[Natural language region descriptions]
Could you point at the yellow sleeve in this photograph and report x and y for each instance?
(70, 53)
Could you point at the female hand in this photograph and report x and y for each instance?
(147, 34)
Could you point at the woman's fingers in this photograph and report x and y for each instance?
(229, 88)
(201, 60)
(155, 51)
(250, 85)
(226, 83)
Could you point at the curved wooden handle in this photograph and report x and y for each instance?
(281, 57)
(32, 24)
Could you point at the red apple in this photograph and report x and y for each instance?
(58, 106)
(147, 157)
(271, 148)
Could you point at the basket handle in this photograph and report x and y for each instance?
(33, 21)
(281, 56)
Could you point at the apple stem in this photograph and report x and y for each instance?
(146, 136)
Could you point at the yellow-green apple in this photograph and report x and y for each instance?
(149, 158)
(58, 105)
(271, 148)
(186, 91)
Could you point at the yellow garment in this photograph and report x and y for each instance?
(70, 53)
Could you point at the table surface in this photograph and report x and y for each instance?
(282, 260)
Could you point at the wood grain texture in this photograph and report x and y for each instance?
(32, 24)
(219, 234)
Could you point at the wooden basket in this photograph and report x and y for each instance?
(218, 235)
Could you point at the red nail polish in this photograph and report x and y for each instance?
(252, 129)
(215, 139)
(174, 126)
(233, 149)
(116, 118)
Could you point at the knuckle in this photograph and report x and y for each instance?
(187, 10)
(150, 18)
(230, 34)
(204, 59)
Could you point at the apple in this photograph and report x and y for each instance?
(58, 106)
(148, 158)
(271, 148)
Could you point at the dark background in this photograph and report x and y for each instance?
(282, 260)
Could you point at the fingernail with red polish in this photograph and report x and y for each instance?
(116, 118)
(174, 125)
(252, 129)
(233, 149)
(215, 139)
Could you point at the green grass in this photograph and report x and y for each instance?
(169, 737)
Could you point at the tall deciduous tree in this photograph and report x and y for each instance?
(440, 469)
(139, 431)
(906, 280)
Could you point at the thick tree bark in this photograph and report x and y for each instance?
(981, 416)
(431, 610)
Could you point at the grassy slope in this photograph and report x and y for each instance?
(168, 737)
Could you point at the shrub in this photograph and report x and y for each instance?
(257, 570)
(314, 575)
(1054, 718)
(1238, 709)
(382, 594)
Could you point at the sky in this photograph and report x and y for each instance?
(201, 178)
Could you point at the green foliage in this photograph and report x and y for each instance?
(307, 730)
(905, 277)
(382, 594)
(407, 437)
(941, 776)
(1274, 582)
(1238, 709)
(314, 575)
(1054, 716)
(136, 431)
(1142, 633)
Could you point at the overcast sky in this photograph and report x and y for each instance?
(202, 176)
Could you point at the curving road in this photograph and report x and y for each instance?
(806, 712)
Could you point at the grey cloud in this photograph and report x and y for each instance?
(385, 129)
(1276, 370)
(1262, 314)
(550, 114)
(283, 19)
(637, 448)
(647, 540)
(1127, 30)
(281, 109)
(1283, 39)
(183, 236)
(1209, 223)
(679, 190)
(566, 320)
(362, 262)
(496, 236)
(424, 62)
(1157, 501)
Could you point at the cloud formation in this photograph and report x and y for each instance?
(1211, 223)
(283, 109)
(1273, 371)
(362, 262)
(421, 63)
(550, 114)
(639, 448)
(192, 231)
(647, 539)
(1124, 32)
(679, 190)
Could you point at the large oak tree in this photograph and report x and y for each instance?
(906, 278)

EXERCISE GOAL: Write out all records exactly, keeping every detail.

WRITTEN ANSWER:
Could you point at the yellow sleeve in this photograph and report x and y for each instance?
(70, 53)
Could you point at the female hand in this photograph and report x and y for each instance?
(147, 34)
Could you point at the woman's fingers in this photograph and report x and y for each instance?
(229, 88)
(201, 60)
(155, 51)
(250, 85)
(226, 83)
Could you point at the curved wooden handle in this photograph and report x and y for each instance?
(281, 57)
(32, 24)
Could you point at the red apple in this photograph and report x and y for each instance?
(58, 106)
(147, 157)
(271, 148)
Could you point at the basket handle in this photograph and report x and y for each instance?
(33, 21)
(281, 56)
Could you point at the apple stem in this photograph and report x and y for each instance?
(146, 136)
Could you point at the yellow-green apple in this photograph and report x and y for each instance?
(149, 158)
(58, 105)
(271, 148)
(186, 91)
Could you point at the yellow garment in this photograph and report x and y for each instance?
(70, 53)
Could you point at the table surface in this photograph and report x and y for each instance?
(282, 260)
Could you point at the wood grain texture in this photograph and report x and y for each instance?
(32, 24)
(219, 234)
Could you point at the wooden basket in this photograph and report x and y for each instance?
(218, 235)
Could you point at the red nail polish in this photograph and report x and y for each instance?
(252, 129)
(215, 139)
(174, 126)
(233, 149)
(116, 118)
Could you point at the knuckle in this photograph and report x and y for each instance?
(187, 10)
(150, 18)
(230, 34)
(204, 59)
Could you point at the apple in this photograph and report x and y for each instance?
(58, 106)
(148, 158)
(271, 148)
Could you point at the dark background in this photograph and report x and y for each instance?
(282, 260)
Could you point at the fingernail with red polish in this photograph and report x and y for each instance?
(116, 118)
(174, 125)
(252, 129)
(233, 149)
(215, 139)
Could you point at the green grass in this photograph and report x and y for each instance?
(169, 737)
Could you point at the tall deciduous tree in this photograph and report x and y for each instance?
(440, 469)
(139, 431)
(906, 280)
Could you point at the thick tree bark in this photograph and report x and y for each instance?
(981, 416)
(431, 610)
Could you point at the grassy slope in this photograph and report x and y for each instance?
(168, 737)
Could you point at the shrub in this photograph and report x and y for each instance?
(257, 570)
(314, 575)
(1054, 718)
(1238, 709)
(382, 594)
Could you point at the sky in this photograph and report x and y for each instance?
(201, 178)
Could you point at the green foliage in this photograph and report x and y for each instance?
(307, 730)
(905, 277)
(382, 594)
(407, 437)
(941, 776)
(1274, 582)
(1238, 709)
(314, 575)
(1054, 716)
(136, 431)
(1142, 633)
Could you point at the overcast sky in this photograph and report x and y for each instance?
(202, 176)
Could you point at the curving road in this photograph and report x and y for each instance?
(806, 712)
Could you point at the grey cloud in this photograph and report x and y for each instance?
(385, 129)
(1276, 370)
(1262, 314)
(550, 114)
(283, 19)
(637, 448)
(647, 540)
(1127, 30)
(281, 109)
(1283, 39)
(183, 236)
(1209, 223)
(679, 190)
(566, 320)
(362, 262)
(496, 236)
(424, 62)
(1157, 501)
Could you point at the cloud formation in this photograph and report x and y for each instance?
(1211, 223)
(283, 109)
(1273, 371)
(362, 262)
(421, 63)
(550, 114)
(639, 448)
(192, 231)
(647, 539)
(1124, 32)
(679, 190)
Could you point at the large oak tree in this photograph and report x and y for each instance?
(906, 278)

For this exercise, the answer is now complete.